**What to work on:** Copy the part of the retrofit comparison that opens with the words containing "It is based" and closes with "vehicle navigation systems.", replacing "HDD" with "hard disk drive".

**Provided passage:**
□ □ □ □ □
# Comparison of CIC Retrofit and NBT Retrofit



## bimmerretrofit (Oct 27, 2014)

*Comparison of CIC Retrofit and NBT Retrofit
*
*We receive a lot of messages and emails from customers, who are looking to "update their iDrive" but are unsure whether they should go for a CIC Retrofit or NBT Retrofit. We decided to create this thread to help customers understand the benefits and advantages of each one of the retrofits.*​
*Let's start with a bit of history&#8230;*

*09/2008 *- CIC Navigation System entered the BMW market in 2008. It was introduced as a replacement to the old and inefficient CCC Navigation and Entertainment System, and opened a new chapter in OEM Vehicle Navigation and Entertainment Systems. CIC Navigation System is still the latest Navigation System, which is installed in BMW E-series from factory.

It is based on a powerful Video and Graphical processor; it has an internal 80GB HDD for multimedia and maps storage. Fast response speed, high resolution of the display, appealing and ergonomic design, improved internal structure of the components and many other features make CIC Navigation System the leader in its class of OEM vehicle navigation systems.

*07/2012* - CIC was superseded by an NBT Navigation System, and NBT currently is the latest Navigation System which is installed in BMW F-series from factory. We released a special adapter, called eNBT Retrofit Adapter, which permits installation of NBT into E-series, so NBT retrofit is an option for owners of E-series as well.
□ □ □ □ □
**Recorded data:**

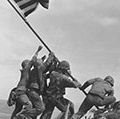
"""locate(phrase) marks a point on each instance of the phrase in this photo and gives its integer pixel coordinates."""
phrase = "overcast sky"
□ □ □ □ □
**Exercise result:**
It is based on a powerful Video and Graphical processor; it has an internal 80GB hard disk drive for multimedia and maps storage. Fast response speed, high resolution of the display, appealing and ergonomic design, improved internal structure of the components and many other features make CIC Navigation System the leader in its class of OEM vehicle navigation systems.